• INSTRUCTION
Pick up the forum thread on setting up a studio for piano photos right after its last sentence, and keep writing it in the same manner.

• PAGE EXTRACT
§ §
# Setting Up A Studio for Pianos



## anmut (Dec 11, 2012)

Hello all - I'm happy to have found this forum and I'm about to use my first post to bombard you with some questions.  Here's a little background - I work for a piano store and we are finally going to setup a studio for our piano photos.  Previously I have used our showroom floor for the "studio" and the nasty overhead lighting for lighting.  I'm shooting with a Nikon D3000 and, up until now, have been using Photoshop for A LOT of touch up on the reflections that the floor, walls and other pianos create.  

Now I have available to me a large open space that I can hang a roll of paper from and setup some lights and get the pictures done right.  So initial questions I have:

1) I'm going to take 3/4 shots of the pianos on a seamless white paper.  Lets say on the largest pianos we would photograph I have 9ft diag. from corner to corner - what is the correct width of paper I should have for my backdrop?

2) I am going to want to keep the amount of ambient light in the large room where my studio is very dark, correct?

3) Where should I start to look for lighting and light shades?  Most of the pianos are high-polish and black in color, which means it's like taking a photo of a mirror for the most part.

4) How far from the back drop should the pianos be placed so it's not casting shadow?  Should I light from the sides to help avoid this issue?

5) What is a reputable store to start buying equipment from?

Thank you in advance for the help - any suggestions please keep in mind that my boss wants this done "as cheap as possible" - however just casually browsing some equipment sites I can see that is going to be hard to do.


----------



## Derrel (Dec 11, 2012)

Wow..."I" would want an 18 to 20 foot wide backdrop,myself, just for the freedom it would allow me...and I would want a good, clean overhead panel of roughly 12 x 12 feet with three flash heads spaced across it for even lighting and a clean, simple-to-adjust reflection. In terms of silks, frames, and grip equipment,m I can see this being a $3,000 set-up easily. Plus, I'd want a bunch of other studio lighting and grip stuff that I already have...

I dunno...there's more than one way to remove the epidermal layer from a feline...
§ §
Data extracted from a collection
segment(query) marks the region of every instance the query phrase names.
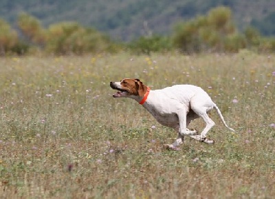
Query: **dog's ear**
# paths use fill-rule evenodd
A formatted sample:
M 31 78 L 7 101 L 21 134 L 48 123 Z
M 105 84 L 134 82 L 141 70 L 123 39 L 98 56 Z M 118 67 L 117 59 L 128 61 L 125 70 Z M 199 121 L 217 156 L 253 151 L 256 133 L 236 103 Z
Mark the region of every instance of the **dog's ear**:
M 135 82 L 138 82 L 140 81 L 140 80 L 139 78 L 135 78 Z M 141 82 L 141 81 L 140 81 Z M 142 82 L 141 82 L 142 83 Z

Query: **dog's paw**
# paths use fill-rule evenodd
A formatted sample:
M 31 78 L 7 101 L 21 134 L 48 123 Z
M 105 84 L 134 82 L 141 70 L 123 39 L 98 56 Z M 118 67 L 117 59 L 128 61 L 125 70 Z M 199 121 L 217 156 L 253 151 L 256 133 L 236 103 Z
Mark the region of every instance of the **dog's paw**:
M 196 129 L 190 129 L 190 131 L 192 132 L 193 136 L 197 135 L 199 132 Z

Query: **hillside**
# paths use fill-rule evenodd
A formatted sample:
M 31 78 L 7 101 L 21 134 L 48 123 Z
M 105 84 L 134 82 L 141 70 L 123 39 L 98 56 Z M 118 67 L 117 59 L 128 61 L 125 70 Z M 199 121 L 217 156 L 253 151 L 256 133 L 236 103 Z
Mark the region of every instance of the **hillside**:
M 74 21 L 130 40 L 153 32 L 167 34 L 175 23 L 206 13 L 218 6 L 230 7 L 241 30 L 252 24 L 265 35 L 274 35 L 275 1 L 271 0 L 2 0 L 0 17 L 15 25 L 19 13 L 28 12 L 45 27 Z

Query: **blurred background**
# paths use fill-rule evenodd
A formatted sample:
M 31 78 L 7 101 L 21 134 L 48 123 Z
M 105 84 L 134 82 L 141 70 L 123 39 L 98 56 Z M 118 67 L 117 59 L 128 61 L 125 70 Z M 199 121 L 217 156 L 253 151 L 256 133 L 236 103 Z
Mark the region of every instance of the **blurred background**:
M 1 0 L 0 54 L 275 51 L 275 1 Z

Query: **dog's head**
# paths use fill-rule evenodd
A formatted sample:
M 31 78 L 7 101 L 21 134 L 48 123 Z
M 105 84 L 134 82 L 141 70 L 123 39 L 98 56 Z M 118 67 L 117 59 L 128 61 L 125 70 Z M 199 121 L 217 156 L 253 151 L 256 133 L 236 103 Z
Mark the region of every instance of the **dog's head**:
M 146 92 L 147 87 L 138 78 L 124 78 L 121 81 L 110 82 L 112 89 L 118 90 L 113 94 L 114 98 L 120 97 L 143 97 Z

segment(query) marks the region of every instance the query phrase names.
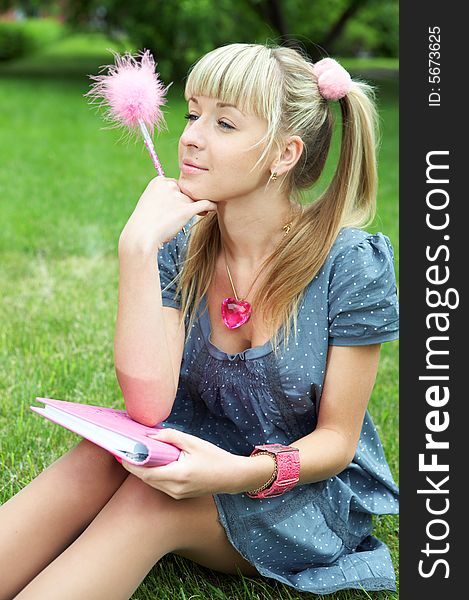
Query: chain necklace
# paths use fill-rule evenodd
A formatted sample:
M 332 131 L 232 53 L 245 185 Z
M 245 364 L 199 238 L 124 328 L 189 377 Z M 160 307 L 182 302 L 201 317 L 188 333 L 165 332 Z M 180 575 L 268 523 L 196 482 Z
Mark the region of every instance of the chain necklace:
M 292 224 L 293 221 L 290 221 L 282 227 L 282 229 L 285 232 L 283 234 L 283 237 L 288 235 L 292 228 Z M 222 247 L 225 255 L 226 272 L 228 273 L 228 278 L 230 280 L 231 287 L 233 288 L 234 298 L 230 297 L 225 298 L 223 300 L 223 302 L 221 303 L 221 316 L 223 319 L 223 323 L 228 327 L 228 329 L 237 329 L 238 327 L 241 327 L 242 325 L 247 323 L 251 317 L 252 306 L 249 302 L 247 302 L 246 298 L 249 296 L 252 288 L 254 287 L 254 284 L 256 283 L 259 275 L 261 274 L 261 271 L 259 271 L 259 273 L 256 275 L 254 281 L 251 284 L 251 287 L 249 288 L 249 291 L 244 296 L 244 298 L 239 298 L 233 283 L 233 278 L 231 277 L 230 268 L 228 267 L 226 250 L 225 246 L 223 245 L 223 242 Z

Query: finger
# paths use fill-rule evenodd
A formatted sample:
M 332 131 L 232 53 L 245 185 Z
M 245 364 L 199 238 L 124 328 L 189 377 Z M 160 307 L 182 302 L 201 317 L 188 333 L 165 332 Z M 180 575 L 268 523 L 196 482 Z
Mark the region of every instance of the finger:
§ §
• RESULT FOR THIS TASK
Some serious tutoring, I think, would be very helpful. Depending on just "how good" the results need to be, this could be done half-arsedly...or maybe third-arsedly even...or you could go full-out "right". I think you need to hire a professional who can provide a consultation, in-person, and an equipment purchase list and suggested S.O.P. list for your company. This idea that this can be done cheaply (your boss's idea) is at odds with my experience in studio and small-product photography; this is an area where SKILL, experience, and KNOWLEDGE counts a hell of a lot, as well as having the right stuff to, one way or another, get the job done. It could be done with continuous lights and homemade panels and fabric-store silks....BUT...the shooter needs to know "how to do it"...


----------



## tirediron (Dec 11, 2012)

First of all, have you actually looked into whether it might not be cheaper to have someone come into the store and shoot these for you?  By the time you buy the gear, move things around, set up... that's a lot of money and man-hours.

As to your questions:

1.  Paper width is going to depend on how far back from the subject you are.  Seamless normally comes in 9' (actually 107") rolls, so you could try overlapping 2-3 OR buying a white muslin which can be had up 25' wide.

2.  If you're using strobes, ambient light will have no effect, keep it as bright as you need to.

3.  Start with the book Light, Science, Magic! Pianos (or any shiny/reflective surface) can be difficult to light well, and there's no small amount of skill in getting right.  

4.  I would want the piano at least 10' in front of the background.  Light positioning is going to depend on a number of factors, including reflectivity, light intensity, modifiers, shadows, etc.

5.  B&H and Adorama are both well regarded stores with large-mail order catalogues which can supply everything you would even need.  

As I mentioned and you've noticed, doing this well and cheaply are mutually exclusive.  It's going to take a lot of of practice to get it right, and a bit of money too.  If I were doing this on a budget, I would look at Elinchrom D lights (x4), and large, double-diffusion soft-boxes.  I would expect to spend $2-3K.


----------



## tirediron (Dec 11, 2012)

Hey Derrel... get outta my head!


----------



## KmH (Dec 11, 2012)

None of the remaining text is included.